(Annotation records)

----

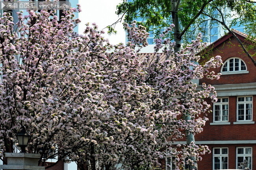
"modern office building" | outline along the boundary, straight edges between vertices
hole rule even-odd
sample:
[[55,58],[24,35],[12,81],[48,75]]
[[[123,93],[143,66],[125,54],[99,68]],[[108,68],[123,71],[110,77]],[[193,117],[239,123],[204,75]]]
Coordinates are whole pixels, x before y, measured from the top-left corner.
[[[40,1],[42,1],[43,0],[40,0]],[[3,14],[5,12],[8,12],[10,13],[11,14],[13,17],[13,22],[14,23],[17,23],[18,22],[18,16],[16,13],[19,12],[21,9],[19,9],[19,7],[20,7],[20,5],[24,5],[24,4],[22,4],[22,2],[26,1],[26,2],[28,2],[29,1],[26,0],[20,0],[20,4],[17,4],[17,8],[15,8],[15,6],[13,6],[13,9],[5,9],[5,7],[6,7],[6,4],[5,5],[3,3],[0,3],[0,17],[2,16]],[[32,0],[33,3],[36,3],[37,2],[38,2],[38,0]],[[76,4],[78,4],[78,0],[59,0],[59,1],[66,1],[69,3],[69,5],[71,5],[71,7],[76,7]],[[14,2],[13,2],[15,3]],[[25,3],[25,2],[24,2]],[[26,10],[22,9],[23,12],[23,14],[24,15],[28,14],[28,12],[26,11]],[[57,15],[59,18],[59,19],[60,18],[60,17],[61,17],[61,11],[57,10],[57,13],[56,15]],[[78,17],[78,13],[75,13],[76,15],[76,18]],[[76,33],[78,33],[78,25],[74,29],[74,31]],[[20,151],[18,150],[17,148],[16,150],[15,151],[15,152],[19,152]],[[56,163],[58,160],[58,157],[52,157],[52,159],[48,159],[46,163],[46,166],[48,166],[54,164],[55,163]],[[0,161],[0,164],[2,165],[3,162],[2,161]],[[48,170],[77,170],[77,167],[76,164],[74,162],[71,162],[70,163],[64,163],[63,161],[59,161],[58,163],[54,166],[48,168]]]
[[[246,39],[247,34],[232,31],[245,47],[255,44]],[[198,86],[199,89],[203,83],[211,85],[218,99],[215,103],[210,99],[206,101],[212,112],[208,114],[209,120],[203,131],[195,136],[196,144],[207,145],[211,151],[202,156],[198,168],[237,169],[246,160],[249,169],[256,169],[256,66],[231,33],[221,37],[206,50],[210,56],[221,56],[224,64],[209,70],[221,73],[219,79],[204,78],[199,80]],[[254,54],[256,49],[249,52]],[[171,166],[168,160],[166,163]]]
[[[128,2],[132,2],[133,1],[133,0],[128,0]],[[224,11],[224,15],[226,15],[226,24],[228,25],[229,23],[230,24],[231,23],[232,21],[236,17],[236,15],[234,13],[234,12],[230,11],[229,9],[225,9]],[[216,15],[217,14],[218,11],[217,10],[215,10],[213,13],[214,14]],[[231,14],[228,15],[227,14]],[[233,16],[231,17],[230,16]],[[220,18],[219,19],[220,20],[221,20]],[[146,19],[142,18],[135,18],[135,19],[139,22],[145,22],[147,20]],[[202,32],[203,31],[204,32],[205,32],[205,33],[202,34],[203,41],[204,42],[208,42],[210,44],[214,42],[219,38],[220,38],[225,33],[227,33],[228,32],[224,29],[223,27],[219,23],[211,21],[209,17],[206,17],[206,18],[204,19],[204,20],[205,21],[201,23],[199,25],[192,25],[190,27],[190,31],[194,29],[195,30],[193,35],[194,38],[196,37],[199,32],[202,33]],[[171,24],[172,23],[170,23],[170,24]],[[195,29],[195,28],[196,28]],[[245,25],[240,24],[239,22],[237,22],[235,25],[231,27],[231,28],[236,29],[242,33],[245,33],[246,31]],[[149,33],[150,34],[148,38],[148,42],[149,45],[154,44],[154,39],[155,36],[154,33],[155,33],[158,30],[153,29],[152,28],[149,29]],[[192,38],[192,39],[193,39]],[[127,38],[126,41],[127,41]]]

----

● THE EXERCISE
Change "even-odd" to "nonzero" everywhere it occurs in the items above and give them all back otherwise unchanged, with the pictures left out.

● THE COMPLETED TASK
"modern office building" | outline along the boundary, straight edges between vertices
hole rule nonzero
sample:
[[55,58],[24,35],[12,81],[48,75]]
[[[123,93],[143,66],[125,54],[99,68]],[[108,68],[123,71],[110,77]],[[193,117],[239,123],[204,75]]]
Coordinates are whole pixels, x before y, measured from the top-left corner.
[[[40,1],[42,1],[43,0],[40,0]],[[3,14],[5,12],[8,12],[10,13],[11,14],[13,17],[13,22],[14,23],[17,23],[18,22],[18,16],[16,13],[19,12],[21,9],[19,9],[19,7],[20,7],[20,5],[24,5],[24,4],[22,4],[22,2],[26,1],[26,2],[28,2],[29,1],[26,0],[20,0],[20,4],[17,4],[17,8],[15,8],[15,6],[13,6],[13,9],[5,9],[5,7],[6,7],[6,4],[5,5],[3,3],[0,3],[0,17],[2,16]],[[32,0],[33,3],[36,3],[37,2],[38,2],[38,0]],[[76,4],[78,4],[78,0],[59,0],[59,1],[66,1],[69,3],[69,5],[71,5],[71,7],[76,7]],[[14,2],[13,2],[15,3]],[[25,3],[25,2],[24,2]],[[26,10],[22,9],[23,12],[23,14],[24,15],[28,14],[28,12],[26,11]],[[57,15],[59,18],[59,19],[60,18],[60,17],[61,17],[61,11],[57,10],[57,13],[56,15]],[[78,17],[78,13],[75,13],[76,15],[76,18]],[[76,33],[78,33],[78,25],[74,29],[74,31]],[[20,151],[18,150],[17,148],[16,150],[15,151],[15,152],[19,152]],[[56,163],[58,160],[58,157],[52,157],[52,159],[48,159],[46,163],[46,166],[48,166],[54,164],[55,163]],[[0,161],[0,164],[2,165],[3,162],[2,161]],[[48,170],[77,170],[77,167],[76,164],[74,162],[71,162],[70,163],[64,163],[63,161],[59,161],[58,163],[54,166],[48,168]]]
[[[246,39],[247,34],[232,31],[245,47],[255,44]],[[198,86],[199,89],[203,83],[211,85],[218,99],[215,103],[210,99],[206,101],[212,112],[208,114],[209,120],[203,131],[195,136],[196,144],[207,145],[211,151],[202,156],[198,168],[237,169],[246,160],[249,169],[256,169],[256,66],[231,33],[221,37],[206,50],[210,56],[221,56],[224,64],[209,70],[221,73],[219,79],[204,78],[199,80]],[[254,54],[256,49],[249,52]],[[171,166],[168,160],[166,163]]]
[[[128,2],[132,2],[133,1],[133,0],[128,0]],[[224,11],[224,15],[226,15],[226,24],[228,25],[229,23],[230,24],[231,23],[232,21],[236,17],[236,15],[234,13],[234,12],[230,11],[229,9],[225,9]],[[216,15],[217,14],[218,11],[217,10],[215,10],[213,13],[214,14]],[[231,14],[228,15],[227,14]],[[233,16],[231,17],[230,16]],[[220,18],[219,19],[220,20],[221,20]],[[146,19],[142,18],[135,18],[135,19],[139,22],[145,22],[147,20]],[[202,32],[203,31],[204,32],[205,32],[205,33],[202,34],[203,41],[204,42],[208,42],[210,44],[214,42],[219,38],[220,38],[225,33],[227,33],[228,32],[224,29],[223,27],[219,23],[211,21],[209,17],[206,17],[206,18],[204,19],[204,20],[205,21],[201,23],[199,25],[192,25],[190,27],[190,31],[194,29],[195,30],[193,35],[194,38],[196,37],[199,32],[202,33]],[[171,24],[172,23],[170,23],[170,24]],[[195,29],[195,28],[196,28]],[[245,25],[240,24],[239,22],[237,22],[235,25],[231,27],[231,28],[236,29],[242,33],[245,33],[246,31]],[[149,33],[150,34],[148,38],[148,42],[149,45],[154,44],[154,39],[155,36],[154,33],[155,33],[158,30],[153,29],[152,28],[149,29]],[[192,38],[192,39],[193,39]],[[127,38],[126,41],[127,41]]]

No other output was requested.